WRITTEN TASK:
Find each line in the material below that contains the string "shirt" and copy those lines out. Case matters.

------ INFORMATION SHOWN

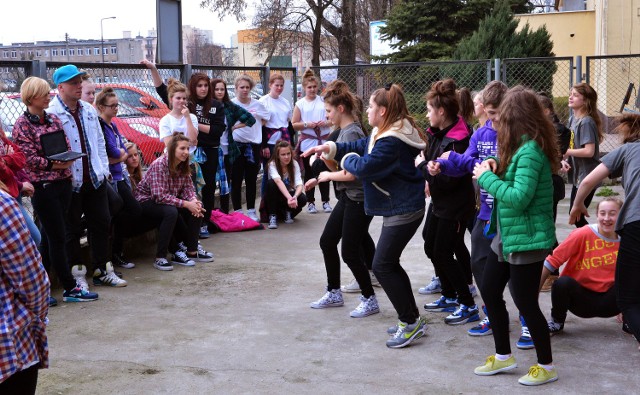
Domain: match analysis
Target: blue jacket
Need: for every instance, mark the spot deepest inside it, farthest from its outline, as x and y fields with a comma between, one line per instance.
x=385, y=165
x=482, y=145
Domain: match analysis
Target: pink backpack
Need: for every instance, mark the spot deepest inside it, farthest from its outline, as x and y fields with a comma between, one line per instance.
x=234, y=222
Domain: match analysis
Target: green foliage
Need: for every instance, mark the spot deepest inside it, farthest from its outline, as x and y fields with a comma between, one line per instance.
x=431, y=29
x=497, y=37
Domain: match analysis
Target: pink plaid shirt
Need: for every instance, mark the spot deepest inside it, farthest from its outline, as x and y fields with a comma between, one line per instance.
x=158, y=185
x=24, y=288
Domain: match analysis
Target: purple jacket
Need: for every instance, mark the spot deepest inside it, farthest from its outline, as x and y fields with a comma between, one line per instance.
x=483, y=144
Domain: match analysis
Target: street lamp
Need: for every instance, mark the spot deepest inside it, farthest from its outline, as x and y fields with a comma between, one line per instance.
x=102, y=43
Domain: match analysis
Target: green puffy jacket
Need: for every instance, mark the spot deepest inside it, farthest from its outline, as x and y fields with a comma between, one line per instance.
x=524, y=200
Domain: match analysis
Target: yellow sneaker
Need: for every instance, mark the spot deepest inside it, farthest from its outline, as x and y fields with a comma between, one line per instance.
x=493, y=366
x=538, y=375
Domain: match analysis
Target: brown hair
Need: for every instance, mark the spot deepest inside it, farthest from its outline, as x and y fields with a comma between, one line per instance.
x=275, y=158
x=193, y=83
x=493, y=93
x=629, y=127
x=465, y=101
x=275, y=77
x=174, y=86
x=136, y=175
x=216, y=81
x=177, y=168
x=391, y=97
x=308, y=77
x=105, y=94
x=591, y=105
x=521, y=115
x=443, y=95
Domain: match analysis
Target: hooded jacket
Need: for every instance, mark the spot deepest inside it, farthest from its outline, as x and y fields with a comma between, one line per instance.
x=453, y=198
x=385, y=165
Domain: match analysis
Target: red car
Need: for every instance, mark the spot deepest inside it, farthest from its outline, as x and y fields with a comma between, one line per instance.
x=136, y=126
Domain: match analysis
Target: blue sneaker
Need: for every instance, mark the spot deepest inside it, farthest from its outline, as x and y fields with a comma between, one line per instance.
x=524, y=342
x=462, y=315
x=443, y=304
x=79, y=295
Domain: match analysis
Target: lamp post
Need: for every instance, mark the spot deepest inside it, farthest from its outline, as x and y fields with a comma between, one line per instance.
x=102, y=42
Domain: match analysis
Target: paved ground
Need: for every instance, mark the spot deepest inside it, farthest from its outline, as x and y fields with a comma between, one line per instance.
x=243, y=325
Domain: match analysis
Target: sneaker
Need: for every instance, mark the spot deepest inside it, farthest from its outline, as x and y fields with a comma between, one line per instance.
x=79, y=273
x=524, y=342
x=181, y=259
x=367, y=306
x=548, y=283
x=443, y=304
x=555, y=327
x=352, y=287
x=494, y=366
x=287, y=217
x=407, y=333
x=374, y=279
x=108, y=277
x=462, y=315
x=482, y=329
x=273, y=222
x=251, y=213
x=204, y=232
x=118, y=260
x=79, y=295
x=162, y=264
x=201, y=256
x=433, y=287
x=538, y=375
x=332, y=298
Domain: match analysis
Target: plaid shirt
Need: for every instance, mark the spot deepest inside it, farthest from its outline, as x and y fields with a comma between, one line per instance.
x=158, y=185
x=24, y=288
x=26, y=135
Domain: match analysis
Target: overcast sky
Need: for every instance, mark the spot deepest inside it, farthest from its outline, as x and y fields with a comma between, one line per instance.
x=49, y=20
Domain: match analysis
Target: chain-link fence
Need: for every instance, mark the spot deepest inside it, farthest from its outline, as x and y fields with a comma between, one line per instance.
x=554, y=76
x=415, y=79
x=616, y=79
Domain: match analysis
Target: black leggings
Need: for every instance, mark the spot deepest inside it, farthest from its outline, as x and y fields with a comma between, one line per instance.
x=323, y=186
x=348, y=222
x=568, y=295
x=525, y=280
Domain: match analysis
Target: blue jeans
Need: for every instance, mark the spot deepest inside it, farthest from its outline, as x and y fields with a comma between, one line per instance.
x=386, y=266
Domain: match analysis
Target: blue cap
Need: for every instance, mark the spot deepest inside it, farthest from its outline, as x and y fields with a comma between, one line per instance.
x=65, y=73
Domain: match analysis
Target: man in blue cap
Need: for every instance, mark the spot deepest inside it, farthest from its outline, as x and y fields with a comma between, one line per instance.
x=90, y=177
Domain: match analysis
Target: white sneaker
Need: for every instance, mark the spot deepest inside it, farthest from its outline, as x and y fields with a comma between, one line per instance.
x=353, y=286
x=79, y=273
x=251, y=213
x=287, y=218
x=367, y=306
x=108, y=277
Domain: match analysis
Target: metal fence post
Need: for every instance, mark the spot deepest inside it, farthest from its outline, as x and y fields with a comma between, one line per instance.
x=579, y=70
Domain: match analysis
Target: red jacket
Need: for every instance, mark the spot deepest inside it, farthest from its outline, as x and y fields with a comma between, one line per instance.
x=10, y=164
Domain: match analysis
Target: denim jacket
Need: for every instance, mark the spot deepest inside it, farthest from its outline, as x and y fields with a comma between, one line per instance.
x=385, y=165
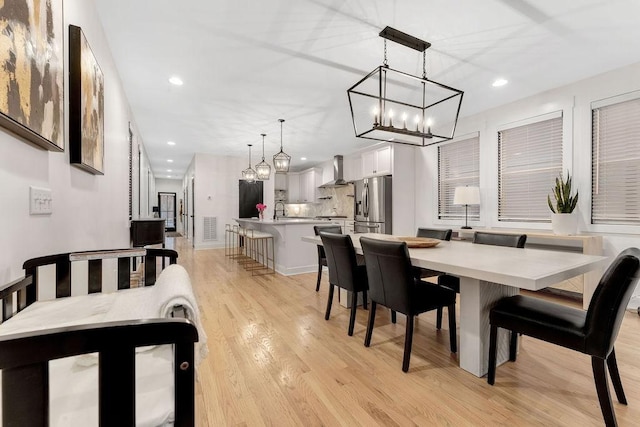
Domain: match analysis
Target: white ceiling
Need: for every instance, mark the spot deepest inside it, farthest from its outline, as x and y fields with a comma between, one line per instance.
x=247, y=63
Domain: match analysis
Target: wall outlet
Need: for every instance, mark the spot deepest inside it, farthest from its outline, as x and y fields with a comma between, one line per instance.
x=40, y=201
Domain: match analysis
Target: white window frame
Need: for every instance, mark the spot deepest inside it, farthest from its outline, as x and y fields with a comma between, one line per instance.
x=513, y=221
x=609, y=224
x=451, y=177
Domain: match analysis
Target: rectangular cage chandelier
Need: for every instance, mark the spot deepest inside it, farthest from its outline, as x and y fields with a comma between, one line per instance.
x=394, y=106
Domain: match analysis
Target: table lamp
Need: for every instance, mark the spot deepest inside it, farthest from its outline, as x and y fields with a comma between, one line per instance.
x=466, y=196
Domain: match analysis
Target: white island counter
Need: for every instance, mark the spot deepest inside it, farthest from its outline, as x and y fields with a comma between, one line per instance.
x=293, y=256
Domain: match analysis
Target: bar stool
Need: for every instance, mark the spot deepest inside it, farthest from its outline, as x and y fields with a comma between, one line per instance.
x=258, y=245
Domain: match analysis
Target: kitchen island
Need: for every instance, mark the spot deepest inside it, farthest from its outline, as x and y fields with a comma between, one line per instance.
x=292, y=255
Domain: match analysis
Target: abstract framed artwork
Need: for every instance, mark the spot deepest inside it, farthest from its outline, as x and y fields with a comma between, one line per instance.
x=86, y=105
x=32, y=71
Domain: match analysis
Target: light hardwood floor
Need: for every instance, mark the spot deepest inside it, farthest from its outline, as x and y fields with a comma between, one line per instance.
x=274, y=360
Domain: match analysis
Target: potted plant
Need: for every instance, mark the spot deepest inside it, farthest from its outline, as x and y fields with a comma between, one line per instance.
x=563, y=220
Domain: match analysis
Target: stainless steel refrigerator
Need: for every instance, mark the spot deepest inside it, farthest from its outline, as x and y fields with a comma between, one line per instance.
x=372, y=209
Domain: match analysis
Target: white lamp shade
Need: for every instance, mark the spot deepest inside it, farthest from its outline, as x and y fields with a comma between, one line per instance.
x=466, y=196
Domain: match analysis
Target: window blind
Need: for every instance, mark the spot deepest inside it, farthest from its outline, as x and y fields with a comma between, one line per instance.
x=458, y=165
x=529, y=160
x=615, y=164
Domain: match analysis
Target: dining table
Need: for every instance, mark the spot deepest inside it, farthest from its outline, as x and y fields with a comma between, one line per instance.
x=488, y=273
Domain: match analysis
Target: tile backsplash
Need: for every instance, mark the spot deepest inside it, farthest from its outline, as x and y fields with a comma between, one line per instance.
x=333, y=201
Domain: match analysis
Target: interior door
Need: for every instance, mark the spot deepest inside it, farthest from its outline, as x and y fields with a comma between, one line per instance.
x=167, y=206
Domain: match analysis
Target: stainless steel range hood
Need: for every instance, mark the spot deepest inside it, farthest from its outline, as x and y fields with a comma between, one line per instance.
x=338, y=180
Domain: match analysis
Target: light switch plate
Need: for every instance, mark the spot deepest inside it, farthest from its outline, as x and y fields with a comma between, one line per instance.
x=40, y=201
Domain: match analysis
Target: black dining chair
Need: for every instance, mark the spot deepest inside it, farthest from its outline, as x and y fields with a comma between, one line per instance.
x=344, y=272
x=592, y=332
x=393, y=285
x=483, y=238
x=322, y=257
x=433, y=233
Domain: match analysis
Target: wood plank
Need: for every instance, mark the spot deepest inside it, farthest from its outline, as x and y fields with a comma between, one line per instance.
x=274, y=360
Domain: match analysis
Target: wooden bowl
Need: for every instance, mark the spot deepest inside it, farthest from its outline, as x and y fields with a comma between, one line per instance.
x=418, y=242
x=412, y=242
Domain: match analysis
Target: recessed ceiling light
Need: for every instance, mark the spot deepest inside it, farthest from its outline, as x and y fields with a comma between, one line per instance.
x=175, y=80
x=500, y=82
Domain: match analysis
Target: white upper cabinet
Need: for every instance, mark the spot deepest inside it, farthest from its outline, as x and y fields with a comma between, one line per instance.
x=303, y=186
x=377, y=162
x=352, y=169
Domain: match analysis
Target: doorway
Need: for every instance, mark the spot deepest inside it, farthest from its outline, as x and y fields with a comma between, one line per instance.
x=167, y=205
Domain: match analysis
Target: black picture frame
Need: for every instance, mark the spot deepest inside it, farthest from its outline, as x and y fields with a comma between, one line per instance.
x=86, y=105
x=32, y=101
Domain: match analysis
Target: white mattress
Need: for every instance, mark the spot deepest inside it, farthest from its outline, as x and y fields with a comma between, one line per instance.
x=74, y=380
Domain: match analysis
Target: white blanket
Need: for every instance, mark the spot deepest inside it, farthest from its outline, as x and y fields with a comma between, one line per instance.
x=74, y=380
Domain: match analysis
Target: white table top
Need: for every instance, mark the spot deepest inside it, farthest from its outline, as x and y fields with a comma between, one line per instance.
x=531, y=269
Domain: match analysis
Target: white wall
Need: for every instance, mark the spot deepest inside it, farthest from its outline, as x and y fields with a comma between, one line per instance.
x=575, y=102
x=89, y=211
x=216, y=194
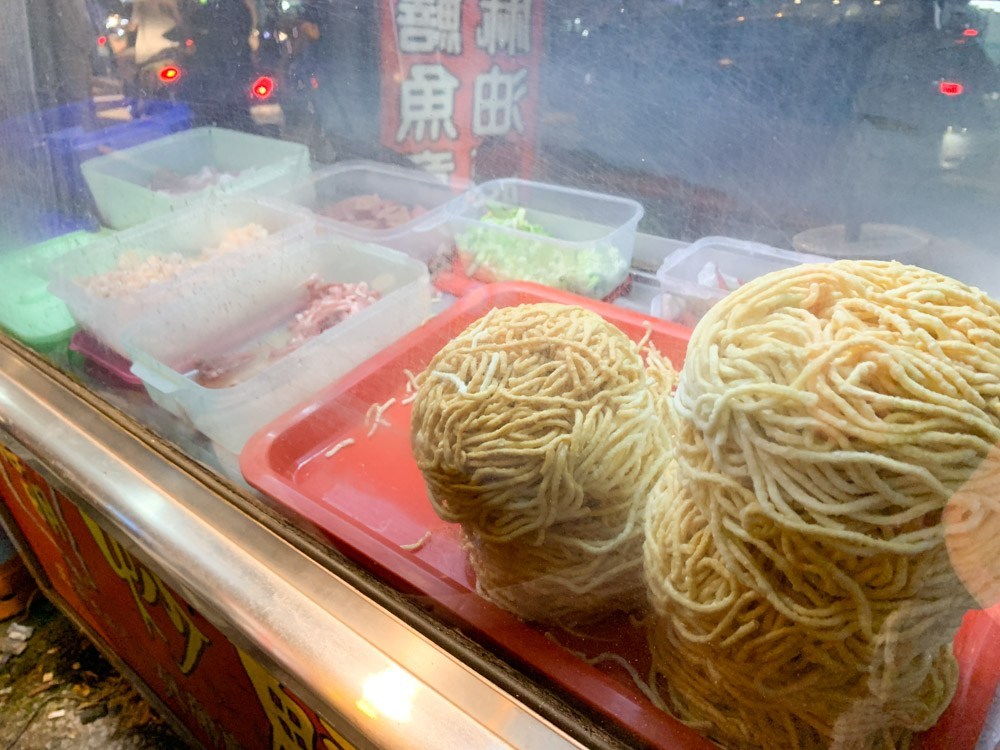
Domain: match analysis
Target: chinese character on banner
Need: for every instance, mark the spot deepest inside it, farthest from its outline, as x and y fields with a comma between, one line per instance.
x=460, y=84
x=427, y=104
x=505, y=26
x=496, y=102
x=436, y=162
x=429, y=26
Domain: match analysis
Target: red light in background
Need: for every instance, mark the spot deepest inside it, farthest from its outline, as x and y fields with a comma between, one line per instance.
x=170, y=73
x=263, y=87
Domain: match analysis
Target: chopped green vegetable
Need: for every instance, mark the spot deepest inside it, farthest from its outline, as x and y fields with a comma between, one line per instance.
x=592, y=270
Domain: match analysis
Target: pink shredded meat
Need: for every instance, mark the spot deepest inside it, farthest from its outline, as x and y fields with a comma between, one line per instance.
x=326, y=306
x=372, y=212
x=329, y=304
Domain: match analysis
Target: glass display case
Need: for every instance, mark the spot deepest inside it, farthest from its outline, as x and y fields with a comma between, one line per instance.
x=512, y=373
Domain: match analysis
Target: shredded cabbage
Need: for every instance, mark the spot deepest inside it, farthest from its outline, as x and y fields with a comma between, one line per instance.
x=593, y=270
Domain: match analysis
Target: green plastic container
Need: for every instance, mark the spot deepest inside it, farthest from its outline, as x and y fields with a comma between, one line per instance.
x=28, y=312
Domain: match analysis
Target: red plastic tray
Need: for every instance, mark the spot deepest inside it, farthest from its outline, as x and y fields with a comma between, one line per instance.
x=369, y=499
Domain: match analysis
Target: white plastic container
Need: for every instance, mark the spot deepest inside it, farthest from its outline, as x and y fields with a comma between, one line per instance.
x=588, y=249
x=249, y=312
x=189, y=233
x=121, y=181
x=694, y=278
x=421, y=238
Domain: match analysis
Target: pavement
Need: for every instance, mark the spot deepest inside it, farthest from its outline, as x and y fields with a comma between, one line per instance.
x=59, y=693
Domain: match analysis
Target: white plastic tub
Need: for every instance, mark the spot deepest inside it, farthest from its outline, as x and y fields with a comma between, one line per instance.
x=423, y=237
x=187, y=233
x=694, y=278
x=122, y=182
x=587, y=250
x=249, y=312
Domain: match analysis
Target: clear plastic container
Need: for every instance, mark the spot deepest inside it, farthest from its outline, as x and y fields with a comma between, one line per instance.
x=694, y=278
x=583, y=242
x=124, y=183
x=245, y=317
x=108, y=366
x=28, y=311
x=422, y=237
x=187, y=233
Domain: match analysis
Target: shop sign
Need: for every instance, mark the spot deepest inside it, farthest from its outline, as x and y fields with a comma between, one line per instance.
x=460, y=77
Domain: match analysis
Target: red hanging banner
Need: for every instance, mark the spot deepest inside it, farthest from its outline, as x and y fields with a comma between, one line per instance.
x=460, y=83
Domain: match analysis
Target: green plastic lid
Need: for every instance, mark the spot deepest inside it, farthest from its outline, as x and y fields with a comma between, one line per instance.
x=28, y=311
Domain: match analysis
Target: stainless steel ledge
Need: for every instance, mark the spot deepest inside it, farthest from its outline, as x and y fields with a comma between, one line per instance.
x=315, y=632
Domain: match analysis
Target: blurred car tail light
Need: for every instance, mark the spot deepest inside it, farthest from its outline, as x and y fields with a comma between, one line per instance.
x=170, y=74
x=262, y=88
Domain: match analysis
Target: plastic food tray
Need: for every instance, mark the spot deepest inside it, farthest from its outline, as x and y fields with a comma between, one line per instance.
x=106, y=365
x=186, y=232
x=248, y=311
x=120, y=182
x=577, y=220
x=27, y=310
x=369, y=499
x=421, y=238
x=685, y=299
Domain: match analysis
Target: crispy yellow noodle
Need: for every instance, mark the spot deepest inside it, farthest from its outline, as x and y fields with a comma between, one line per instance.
x=537, y=430
x=795, y=556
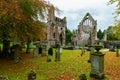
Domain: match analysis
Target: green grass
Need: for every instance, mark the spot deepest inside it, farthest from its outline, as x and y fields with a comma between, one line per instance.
x=71, y=62
x=70, y=66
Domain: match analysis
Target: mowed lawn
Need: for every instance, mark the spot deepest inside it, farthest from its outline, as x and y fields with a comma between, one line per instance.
x=69, y=68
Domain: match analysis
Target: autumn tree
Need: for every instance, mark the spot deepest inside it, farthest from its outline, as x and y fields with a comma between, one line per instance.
x=22, y=20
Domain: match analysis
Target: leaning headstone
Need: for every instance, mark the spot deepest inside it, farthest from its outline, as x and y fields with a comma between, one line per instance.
x=35, y=52
x=83, y=77
x=82, y=51
x=97, y=64
x=91, y=52
x=44, y=49
x=16, y=50
x=3, y=77
x=57, y=53
x=32, y=75
x=117, y=52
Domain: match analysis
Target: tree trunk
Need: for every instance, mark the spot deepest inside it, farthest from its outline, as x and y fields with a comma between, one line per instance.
x=6, y=48
x=28, y=47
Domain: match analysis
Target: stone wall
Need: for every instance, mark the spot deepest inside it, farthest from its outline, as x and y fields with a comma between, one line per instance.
x=56, y=31
x=87, y=31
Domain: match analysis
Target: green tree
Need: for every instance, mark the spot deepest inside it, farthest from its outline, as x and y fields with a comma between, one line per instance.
x=21, y=20
x=100, y=34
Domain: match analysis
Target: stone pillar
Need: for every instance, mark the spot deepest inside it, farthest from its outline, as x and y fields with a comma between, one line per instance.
x=32, y=75
x=97, y=65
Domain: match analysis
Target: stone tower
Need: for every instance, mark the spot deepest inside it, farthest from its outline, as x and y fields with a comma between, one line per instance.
x=87, y=30
x=56, y=30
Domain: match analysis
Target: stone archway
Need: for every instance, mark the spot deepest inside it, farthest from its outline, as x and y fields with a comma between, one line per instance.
x=87, y=30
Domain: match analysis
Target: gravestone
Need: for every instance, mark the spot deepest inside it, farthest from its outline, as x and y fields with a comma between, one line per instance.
x=32, y=75
x=16, y=52
x=82, y=51
x=44, y=49
x=2, y=77
x=35, y=52
x=92, y=50
x=97, y=65
x=57, y=53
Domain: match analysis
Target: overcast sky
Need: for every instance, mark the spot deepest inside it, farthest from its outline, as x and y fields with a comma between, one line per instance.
x=75, y=10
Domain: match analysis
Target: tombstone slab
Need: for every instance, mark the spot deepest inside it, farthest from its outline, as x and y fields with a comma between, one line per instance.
x=97, y=65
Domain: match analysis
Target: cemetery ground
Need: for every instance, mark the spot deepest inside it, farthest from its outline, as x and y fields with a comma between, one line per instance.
x=69, y=68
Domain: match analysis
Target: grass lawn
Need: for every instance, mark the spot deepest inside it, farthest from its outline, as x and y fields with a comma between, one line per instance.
x=69, y=68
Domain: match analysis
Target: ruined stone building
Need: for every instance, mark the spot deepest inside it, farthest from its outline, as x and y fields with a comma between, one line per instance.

------------

FULL RESPONSE:
Target: pink plaid shirt
Target: plaid shirt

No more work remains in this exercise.